*Work order*: Filter the entries down to the lines holding "flag", then copy those lines.

Items from a data source:
Content starts

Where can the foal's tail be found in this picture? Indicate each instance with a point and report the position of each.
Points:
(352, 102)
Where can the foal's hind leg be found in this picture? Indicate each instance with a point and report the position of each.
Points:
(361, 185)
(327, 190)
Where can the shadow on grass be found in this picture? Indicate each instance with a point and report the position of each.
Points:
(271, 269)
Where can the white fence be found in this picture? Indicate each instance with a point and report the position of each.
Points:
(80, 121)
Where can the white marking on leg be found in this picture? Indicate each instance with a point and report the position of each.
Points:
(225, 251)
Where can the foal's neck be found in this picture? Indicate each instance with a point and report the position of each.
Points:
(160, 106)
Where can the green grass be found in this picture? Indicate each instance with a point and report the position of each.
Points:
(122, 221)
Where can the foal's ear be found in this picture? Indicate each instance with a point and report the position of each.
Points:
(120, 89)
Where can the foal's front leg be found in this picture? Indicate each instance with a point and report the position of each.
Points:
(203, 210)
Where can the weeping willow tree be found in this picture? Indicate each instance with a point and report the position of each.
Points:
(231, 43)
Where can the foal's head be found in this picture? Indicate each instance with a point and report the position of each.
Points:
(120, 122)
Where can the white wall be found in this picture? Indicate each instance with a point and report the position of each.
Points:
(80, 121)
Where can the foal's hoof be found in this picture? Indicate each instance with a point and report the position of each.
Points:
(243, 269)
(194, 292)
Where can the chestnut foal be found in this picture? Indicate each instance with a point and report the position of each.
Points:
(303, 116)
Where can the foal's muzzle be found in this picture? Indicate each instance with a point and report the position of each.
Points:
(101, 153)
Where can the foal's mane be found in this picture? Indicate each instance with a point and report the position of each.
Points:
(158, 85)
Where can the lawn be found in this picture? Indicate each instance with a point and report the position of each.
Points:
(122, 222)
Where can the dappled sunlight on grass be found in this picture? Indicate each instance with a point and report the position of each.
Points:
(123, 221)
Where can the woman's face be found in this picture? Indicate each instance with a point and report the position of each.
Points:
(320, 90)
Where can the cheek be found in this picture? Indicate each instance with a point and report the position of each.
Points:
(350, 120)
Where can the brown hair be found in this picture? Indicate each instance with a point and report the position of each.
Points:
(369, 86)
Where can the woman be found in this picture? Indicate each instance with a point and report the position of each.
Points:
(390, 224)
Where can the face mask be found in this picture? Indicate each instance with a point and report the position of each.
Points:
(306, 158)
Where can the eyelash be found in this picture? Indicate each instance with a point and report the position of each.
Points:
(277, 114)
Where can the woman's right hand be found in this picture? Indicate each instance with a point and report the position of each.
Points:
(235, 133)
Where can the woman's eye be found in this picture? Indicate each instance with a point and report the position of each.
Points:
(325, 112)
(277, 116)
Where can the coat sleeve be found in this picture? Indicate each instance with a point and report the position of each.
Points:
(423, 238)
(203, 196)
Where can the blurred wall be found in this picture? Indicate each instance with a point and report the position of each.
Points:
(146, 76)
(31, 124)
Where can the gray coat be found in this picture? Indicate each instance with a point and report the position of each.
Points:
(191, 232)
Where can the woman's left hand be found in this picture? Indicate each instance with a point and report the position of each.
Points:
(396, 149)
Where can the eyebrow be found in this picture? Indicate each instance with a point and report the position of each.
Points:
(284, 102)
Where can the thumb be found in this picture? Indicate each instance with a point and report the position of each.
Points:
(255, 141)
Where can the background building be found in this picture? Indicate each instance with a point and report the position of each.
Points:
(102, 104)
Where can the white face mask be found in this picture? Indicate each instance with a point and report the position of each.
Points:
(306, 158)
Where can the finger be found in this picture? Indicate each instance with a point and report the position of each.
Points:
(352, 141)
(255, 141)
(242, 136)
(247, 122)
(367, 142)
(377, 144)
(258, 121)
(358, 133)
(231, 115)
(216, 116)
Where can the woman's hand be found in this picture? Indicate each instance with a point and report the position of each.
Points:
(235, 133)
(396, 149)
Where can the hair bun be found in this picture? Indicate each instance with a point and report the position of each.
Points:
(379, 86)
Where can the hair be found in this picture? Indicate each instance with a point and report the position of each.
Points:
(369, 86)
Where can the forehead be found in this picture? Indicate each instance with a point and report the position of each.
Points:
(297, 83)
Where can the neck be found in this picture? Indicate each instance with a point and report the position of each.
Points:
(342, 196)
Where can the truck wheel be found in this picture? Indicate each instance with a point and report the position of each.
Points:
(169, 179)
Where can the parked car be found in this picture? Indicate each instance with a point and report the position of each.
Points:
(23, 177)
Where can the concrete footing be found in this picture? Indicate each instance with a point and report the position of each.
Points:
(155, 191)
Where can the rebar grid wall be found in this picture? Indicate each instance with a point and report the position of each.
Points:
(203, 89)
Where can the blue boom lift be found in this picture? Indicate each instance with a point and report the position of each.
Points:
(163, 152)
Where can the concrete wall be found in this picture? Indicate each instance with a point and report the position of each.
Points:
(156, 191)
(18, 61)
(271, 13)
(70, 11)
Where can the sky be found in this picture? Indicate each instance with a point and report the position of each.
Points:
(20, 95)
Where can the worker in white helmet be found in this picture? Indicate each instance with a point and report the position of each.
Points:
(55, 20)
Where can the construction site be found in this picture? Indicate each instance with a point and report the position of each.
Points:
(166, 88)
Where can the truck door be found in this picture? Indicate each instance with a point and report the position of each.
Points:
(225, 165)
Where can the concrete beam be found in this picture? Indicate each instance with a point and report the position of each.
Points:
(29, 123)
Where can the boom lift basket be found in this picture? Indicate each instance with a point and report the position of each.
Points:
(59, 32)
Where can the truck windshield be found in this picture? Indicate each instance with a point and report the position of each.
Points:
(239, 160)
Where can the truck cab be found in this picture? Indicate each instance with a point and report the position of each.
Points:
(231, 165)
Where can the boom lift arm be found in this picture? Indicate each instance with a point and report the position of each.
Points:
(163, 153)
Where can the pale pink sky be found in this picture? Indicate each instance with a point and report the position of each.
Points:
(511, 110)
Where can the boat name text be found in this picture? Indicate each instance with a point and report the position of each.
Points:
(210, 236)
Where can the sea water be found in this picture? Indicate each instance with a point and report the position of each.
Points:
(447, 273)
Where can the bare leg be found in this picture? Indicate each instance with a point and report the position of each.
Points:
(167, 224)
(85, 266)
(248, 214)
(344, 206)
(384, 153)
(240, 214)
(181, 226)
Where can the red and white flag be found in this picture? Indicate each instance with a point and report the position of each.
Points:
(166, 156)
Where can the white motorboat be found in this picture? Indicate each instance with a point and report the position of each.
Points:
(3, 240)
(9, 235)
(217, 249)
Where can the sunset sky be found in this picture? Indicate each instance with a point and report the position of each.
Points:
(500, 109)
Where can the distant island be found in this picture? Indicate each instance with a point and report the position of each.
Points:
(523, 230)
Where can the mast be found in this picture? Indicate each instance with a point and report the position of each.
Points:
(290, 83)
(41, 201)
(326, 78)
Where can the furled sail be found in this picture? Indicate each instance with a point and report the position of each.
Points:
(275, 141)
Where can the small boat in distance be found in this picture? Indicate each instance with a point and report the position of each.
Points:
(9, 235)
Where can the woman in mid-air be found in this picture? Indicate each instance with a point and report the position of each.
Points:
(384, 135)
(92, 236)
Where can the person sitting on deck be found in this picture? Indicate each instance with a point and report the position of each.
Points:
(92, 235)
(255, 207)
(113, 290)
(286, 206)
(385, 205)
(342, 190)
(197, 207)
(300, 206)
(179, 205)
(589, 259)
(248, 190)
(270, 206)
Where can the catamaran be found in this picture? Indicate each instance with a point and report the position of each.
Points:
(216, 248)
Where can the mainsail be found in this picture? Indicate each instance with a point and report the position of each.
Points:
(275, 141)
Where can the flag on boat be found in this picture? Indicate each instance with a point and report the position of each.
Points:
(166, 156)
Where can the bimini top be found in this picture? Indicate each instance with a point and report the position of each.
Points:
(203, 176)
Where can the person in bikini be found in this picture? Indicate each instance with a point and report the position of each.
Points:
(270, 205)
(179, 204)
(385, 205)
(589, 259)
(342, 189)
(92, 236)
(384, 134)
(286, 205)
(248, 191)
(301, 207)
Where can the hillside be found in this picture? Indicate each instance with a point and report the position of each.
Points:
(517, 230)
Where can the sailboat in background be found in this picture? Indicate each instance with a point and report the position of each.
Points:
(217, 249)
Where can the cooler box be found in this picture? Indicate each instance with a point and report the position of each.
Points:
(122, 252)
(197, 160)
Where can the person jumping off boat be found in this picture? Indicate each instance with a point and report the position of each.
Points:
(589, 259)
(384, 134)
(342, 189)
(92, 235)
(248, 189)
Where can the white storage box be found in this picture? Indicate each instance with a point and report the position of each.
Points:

Content ends

*Response for this exercise*:
Where can the red and white flag be found in this picture? Indicate each instance with a point and report the position of each.
Where can the flag on boat be found in this picture? Indicate each instance with a point and report the position of each.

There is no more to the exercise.